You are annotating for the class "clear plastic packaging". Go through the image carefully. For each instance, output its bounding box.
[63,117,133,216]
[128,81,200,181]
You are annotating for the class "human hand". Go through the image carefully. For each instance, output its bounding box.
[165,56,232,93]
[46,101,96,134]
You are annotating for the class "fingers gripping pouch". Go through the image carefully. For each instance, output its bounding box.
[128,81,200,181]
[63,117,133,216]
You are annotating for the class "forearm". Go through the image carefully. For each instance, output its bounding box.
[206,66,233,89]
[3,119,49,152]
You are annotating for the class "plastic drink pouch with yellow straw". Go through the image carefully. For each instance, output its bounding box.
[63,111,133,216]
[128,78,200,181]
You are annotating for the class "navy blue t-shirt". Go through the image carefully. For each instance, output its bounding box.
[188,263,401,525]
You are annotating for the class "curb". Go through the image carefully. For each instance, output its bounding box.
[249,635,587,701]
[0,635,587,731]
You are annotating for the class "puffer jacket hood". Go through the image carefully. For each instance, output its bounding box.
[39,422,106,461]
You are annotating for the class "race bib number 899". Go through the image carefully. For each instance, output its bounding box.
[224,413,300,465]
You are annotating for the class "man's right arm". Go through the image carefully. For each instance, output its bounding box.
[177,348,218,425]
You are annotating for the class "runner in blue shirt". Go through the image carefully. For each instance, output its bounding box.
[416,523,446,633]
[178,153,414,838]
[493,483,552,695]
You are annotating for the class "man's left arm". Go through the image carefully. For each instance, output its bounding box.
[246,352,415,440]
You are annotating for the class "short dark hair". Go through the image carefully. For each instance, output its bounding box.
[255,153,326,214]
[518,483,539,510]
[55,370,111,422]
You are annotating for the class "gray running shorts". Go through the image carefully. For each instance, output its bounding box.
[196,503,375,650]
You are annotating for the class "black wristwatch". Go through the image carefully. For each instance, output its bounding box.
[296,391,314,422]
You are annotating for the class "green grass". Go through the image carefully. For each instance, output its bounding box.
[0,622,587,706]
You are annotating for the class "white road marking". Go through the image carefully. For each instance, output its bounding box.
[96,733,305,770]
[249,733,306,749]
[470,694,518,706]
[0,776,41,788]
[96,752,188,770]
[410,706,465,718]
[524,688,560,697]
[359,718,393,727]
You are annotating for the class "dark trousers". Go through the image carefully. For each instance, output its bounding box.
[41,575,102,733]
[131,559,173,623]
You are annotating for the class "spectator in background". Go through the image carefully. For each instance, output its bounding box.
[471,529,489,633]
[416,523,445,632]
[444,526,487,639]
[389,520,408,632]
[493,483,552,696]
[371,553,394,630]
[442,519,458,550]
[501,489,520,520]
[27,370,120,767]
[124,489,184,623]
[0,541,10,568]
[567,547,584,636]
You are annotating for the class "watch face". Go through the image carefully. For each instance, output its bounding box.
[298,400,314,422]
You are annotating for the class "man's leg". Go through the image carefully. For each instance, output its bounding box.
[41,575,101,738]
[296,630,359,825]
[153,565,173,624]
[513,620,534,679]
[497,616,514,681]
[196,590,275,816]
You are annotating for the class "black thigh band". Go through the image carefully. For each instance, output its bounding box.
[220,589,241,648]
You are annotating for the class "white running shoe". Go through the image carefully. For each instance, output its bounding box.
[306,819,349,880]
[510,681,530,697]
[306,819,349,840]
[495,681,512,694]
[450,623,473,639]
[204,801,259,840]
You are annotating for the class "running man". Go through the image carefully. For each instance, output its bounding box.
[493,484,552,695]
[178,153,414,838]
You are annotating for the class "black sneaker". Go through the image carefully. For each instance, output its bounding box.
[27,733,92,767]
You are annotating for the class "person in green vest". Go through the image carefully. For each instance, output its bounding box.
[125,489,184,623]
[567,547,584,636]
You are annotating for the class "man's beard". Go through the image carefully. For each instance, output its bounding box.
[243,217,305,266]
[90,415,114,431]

----------

* [Task description]: Count the lines in the records that contain the word "white", matching case exactly. Reply with the number alone.

* [Written reply]: 2